### Instructions
- A) Could you retype the passage on site-choice models between "The first cross-effect" and "nature attribute (0.492).", inclusive?
- B) How would you put this sentence from the passage on site-choice models into Spanish: "Model II furthermore extends Model I through the inclusion of cross-effects."

[START OF Text segment]

We added additional error-components to Model I for all possible combinations of the three sites. The error-components are significant at the 1% level for the combinations Breskens-Braakman and Braakman-Saeftinghe, but not for Breskens-Saeftinghe (and hence the latter error component is not included in the specification of Model II). Model II furthermore extends Model I through the inclusion of cross-effects. All possible combinations of attributes are tested in the probability function of the two other alternatives. In this estimation process, where we retained all cross-effects significant at the 10% level in a backward elimination procedure, three cross-effects remain consistently significant, all in the utility function for Saeftinghe.Footnote 3 The inclusion of these three variables increases the model fit significantly compared to Model I (LR-test statistic = 16.0, p < 0.05).Footnote 4

The first cross-effect reveals a disproportional substitution effect of changes in the nature attribute at Braakman. This cross-effect shows that improving nature to a moderate level at Braakman has a less negative effect on the probability of choosing Saeftinghe than on the probability of choosing Breskens. The parameter value (0.314) reflects the additional effect of a nature improvement at Braakman on the probability of selecting Saeftinghe (higher perceived utility), over and above the proportional effect captured by the main effect of moderate level of the nature attribute (0.492).

Probability share simulations based on Model II show that improving nature at Braakman to a moderate level would only draw choices away from Breskens (− 4.3%) and would slightly increase Saeftinghe’s probability share (+1.5%). Model I without this cross-effect predicts a higher, proportional probability loss for Saeftinghe for such a nature improvement scenario (− 1.7%). In other words, when nature at Braakman improves from the current poor to the moderate level, the resulting substitution pattern shows stronger substitutability, as expected, between Breskens and Braakman compared to Saeftinghe. Respondents perceive Breskens as a closer substitute to Braakman, as for these sites access is easier, bathing is possible, and the type of nature amenities are more common, compared to Saeftinghe with its relatively unique nature and wildlife, and which is only accessible under supervision of a guide. However, the increase in the market share of Saeftinghe may suggest a violation of the regularity assumption.

[END OF Text segment]
[START OF Entries shown]

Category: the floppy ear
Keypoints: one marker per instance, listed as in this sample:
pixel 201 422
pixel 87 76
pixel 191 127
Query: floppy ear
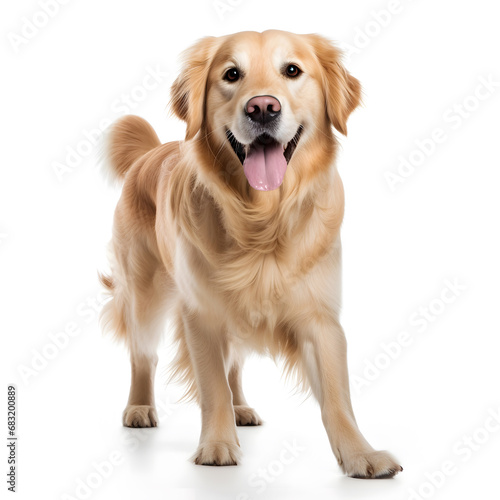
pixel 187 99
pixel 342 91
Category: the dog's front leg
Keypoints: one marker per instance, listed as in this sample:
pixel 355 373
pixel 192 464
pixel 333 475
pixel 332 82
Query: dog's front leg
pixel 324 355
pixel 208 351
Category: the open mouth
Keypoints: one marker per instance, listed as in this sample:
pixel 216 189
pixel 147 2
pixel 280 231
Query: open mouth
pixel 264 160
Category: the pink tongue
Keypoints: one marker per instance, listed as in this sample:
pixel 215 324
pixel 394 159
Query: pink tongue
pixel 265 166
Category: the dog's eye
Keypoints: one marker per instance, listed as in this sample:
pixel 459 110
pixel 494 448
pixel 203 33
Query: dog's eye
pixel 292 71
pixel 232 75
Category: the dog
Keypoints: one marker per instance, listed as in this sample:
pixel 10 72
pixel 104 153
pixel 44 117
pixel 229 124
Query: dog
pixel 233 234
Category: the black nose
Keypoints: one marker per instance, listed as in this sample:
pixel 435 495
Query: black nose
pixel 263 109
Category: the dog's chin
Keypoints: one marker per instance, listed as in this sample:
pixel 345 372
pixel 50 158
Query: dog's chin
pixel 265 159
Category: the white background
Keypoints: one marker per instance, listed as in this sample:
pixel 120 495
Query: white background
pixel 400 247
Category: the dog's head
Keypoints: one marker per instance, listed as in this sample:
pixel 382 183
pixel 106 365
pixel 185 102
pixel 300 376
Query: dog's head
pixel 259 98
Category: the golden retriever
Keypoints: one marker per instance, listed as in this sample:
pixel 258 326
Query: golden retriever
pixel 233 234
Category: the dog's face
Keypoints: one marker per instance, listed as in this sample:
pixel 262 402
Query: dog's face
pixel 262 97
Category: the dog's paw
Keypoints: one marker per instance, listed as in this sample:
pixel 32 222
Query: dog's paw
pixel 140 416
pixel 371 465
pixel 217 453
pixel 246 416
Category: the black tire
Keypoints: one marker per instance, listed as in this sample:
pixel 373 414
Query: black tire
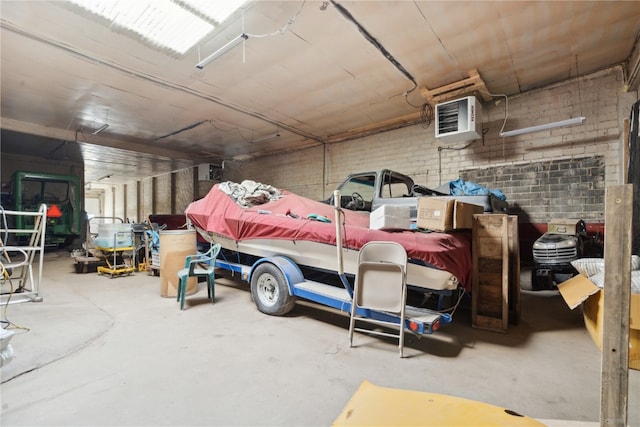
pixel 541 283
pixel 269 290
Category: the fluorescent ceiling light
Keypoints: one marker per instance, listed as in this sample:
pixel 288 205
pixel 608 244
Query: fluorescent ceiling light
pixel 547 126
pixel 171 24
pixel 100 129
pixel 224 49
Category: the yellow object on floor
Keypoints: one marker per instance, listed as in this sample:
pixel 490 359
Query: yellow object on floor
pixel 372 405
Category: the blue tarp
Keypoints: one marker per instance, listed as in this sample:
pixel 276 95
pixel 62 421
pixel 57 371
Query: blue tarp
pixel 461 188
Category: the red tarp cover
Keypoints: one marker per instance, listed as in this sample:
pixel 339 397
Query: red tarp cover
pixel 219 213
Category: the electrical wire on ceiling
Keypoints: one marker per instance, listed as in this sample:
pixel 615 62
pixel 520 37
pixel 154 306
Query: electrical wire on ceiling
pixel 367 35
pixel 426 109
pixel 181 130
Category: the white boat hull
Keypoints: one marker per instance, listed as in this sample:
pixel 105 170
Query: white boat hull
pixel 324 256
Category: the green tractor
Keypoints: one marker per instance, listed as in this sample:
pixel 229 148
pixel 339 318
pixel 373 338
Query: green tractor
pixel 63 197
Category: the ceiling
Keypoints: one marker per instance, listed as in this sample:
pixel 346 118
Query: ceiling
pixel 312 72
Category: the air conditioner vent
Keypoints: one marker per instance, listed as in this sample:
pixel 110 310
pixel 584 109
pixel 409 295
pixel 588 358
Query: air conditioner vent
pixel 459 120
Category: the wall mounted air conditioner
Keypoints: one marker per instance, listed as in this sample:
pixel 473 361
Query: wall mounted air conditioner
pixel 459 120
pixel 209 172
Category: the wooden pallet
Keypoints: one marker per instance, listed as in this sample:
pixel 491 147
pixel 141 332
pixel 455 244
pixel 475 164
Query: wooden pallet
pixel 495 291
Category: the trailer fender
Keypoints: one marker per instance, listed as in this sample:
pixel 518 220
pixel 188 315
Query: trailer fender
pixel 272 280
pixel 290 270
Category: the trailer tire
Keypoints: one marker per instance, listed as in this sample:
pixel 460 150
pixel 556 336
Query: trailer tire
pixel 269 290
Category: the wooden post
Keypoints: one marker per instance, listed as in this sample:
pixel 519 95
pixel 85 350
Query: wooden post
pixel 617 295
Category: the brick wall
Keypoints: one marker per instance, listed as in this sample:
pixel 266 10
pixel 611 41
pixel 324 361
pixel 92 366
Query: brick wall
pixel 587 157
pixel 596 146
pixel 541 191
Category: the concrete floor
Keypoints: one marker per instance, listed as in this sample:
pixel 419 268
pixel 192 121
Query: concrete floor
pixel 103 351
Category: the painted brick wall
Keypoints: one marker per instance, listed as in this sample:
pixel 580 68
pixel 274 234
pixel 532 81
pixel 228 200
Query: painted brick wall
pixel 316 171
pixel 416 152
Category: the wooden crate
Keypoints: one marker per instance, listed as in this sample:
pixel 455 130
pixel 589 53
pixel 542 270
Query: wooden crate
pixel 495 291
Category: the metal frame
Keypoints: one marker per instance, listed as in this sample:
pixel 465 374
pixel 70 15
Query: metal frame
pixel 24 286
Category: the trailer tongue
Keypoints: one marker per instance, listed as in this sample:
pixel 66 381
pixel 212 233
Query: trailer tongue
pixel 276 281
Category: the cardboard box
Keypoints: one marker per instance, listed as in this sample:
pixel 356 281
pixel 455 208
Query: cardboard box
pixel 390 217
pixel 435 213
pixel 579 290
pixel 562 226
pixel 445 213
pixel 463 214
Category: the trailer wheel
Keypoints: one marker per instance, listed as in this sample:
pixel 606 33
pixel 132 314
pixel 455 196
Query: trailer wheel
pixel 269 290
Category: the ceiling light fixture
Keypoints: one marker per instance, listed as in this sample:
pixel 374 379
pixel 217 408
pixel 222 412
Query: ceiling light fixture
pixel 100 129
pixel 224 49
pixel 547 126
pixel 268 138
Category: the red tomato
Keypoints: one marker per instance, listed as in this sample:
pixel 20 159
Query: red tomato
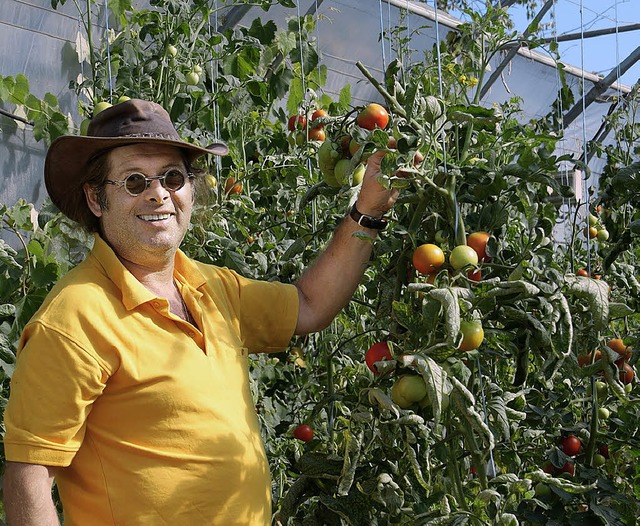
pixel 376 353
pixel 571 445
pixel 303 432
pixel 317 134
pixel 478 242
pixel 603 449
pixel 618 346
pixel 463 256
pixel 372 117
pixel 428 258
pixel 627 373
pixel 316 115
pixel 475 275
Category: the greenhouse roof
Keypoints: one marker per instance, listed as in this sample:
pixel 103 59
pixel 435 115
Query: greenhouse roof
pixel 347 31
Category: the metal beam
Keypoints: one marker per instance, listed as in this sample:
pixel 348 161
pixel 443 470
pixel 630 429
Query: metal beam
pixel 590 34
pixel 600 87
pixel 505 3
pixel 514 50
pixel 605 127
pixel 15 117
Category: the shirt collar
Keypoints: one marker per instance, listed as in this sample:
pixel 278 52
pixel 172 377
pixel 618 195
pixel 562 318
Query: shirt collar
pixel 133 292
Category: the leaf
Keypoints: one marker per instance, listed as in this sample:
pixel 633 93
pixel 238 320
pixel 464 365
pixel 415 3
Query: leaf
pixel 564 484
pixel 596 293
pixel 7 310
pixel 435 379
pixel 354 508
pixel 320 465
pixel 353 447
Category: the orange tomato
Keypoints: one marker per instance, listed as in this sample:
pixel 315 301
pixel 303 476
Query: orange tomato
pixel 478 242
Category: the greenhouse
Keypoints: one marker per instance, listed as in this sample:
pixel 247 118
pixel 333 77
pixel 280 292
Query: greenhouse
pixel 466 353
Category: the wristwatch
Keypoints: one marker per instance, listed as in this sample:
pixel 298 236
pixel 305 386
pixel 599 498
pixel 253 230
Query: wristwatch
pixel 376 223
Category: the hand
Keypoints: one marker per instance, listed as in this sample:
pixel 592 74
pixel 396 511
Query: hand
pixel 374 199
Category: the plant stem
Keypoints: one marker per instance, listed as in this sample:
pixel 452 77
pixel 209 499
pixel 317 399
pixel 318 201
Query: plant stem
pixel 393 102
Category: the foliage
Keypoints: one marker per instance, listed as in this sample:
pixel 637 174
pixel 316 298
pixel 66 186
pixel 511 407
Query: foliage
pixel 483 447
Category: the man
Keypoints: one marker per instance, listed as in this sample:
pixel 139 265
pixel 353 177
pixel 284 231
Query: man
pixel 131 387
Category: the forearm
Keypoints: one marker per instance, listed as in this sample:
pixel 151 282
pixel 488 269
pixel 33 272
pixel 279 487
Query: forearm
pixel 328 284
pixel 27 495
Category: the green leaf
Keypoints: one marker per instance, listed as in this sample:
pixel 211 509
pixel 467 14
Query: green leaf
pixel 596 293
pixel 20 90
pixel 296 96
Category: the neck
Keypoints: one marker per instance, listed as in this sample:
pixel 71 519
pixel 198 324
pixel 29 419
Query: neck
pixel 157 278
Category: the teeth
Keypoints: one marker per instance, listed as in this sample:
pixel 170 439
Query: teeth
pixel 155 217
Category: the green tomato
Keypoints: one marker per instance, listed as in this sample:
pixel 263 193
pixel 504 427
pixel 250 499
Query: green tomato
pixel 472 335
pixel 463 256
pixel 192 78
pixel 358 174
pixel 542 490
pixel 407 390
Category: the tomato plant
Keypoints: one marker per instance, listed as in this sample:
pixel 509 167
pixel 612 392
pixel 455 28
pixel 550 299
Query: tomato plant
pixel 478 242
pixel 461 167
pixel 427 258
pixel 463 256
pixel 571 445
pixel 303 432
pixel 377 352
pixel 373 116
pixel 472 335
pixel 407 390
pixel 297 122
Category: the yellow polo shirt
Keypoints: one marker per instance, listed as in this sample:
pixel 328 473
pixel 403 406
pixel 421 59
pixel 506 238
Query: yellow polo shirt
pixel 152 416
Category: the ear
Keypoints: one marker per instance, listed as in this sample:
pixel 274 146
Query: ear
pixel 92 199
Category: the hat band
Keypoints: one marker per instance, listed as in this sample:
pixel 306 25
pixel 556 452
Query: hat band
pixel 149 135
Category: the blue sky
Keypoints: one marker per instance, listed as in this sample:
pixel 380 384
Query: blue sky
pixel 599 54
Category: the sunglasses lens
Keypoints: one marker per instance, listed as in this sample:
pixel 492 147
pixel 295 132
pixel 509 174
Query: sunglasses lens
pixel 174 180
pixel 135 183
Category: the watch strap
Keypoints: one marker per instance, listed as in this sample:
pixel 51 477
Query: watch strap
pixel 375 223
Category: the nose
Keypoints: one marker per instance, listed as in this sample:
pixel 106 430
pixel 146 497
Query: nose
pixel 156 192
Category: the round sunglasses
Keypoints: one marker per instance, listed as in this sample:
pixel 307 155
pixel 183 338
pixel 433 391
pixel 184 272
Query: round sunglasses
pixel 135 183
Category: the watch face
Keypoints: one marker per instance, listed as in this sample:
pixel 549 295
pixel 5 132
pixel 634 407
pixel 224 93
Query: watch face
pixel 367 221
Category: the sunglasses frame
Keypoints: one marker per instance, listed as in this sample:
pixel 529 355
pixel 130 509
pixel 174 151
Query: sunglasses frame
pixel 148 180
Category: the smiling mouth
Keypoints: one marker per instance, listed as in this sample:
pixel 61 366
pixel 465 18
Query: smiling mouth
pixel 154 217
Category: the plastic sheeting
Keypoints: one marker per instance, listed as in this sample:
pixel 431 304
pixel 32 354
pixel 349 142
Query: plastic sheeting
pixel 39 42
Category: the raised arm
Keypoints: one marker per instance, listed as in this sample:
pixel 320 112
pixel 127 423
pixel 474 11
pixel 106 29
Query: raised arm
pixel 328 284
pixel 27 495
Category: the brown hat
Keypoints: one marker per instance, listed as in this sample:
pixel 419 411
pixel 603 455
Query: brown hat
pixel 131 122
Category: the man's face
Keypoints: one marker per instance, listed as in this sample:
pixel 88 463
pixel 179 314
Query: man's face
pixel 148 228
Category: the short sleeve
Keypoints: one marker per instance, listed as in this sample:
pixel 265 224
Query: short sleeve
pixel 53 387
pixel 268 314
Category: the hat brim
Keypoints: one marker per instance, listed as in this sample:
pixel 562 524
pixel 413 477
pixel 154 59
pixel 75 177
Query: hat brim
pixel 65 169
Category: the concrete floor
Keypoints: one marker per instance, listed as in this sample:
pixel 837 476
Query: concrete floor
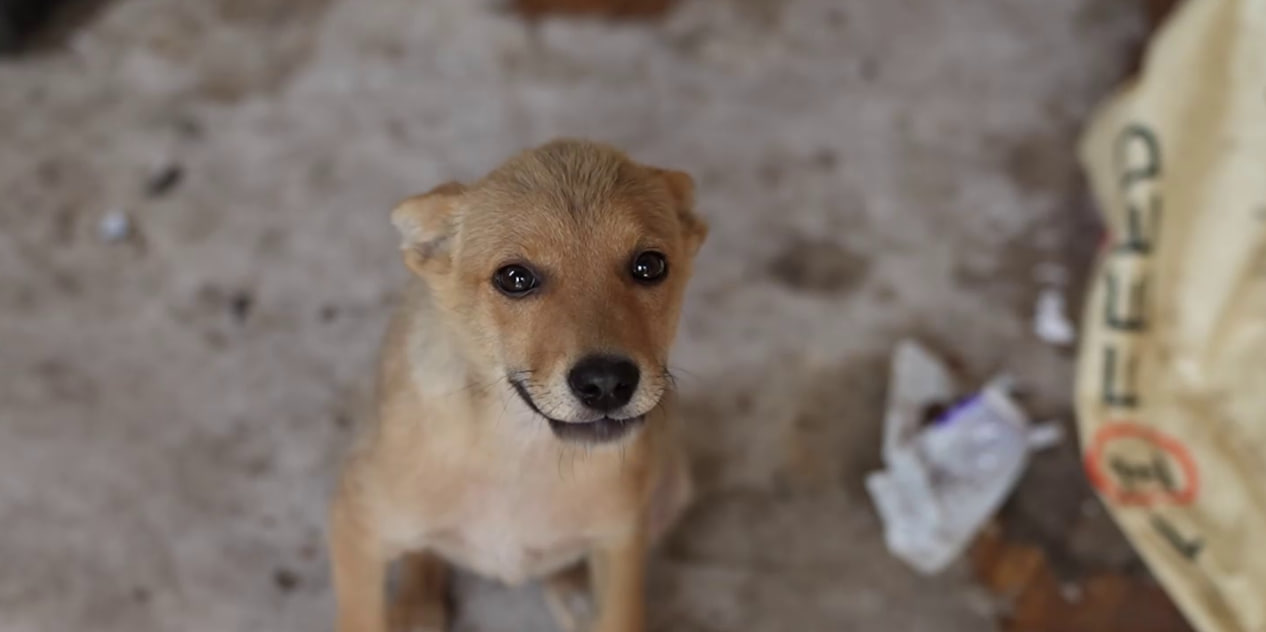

[END OF Entries shown]

### The answers
- A)
The first cross-effect reveals a disproportional substitution effect of changes in the nature attribute at Braakman. This cross-effect shows that improving nature to a moderate level at Braakman has a less negative effect on the probability of choosing Saeftinghe than on the probability of choosing Breskens. The parameter value (0.314) reflects the additional effect of a nature improvement at Braakman on the probability of selecting Saeftinghe (higher perceived utility), over and above the proportional effect captured by the main effect of moderate level of the nature attribute (0.492).

- B) Además, el Modelo II amplía el Modelo I mediante la inclusión de efectos cruzados.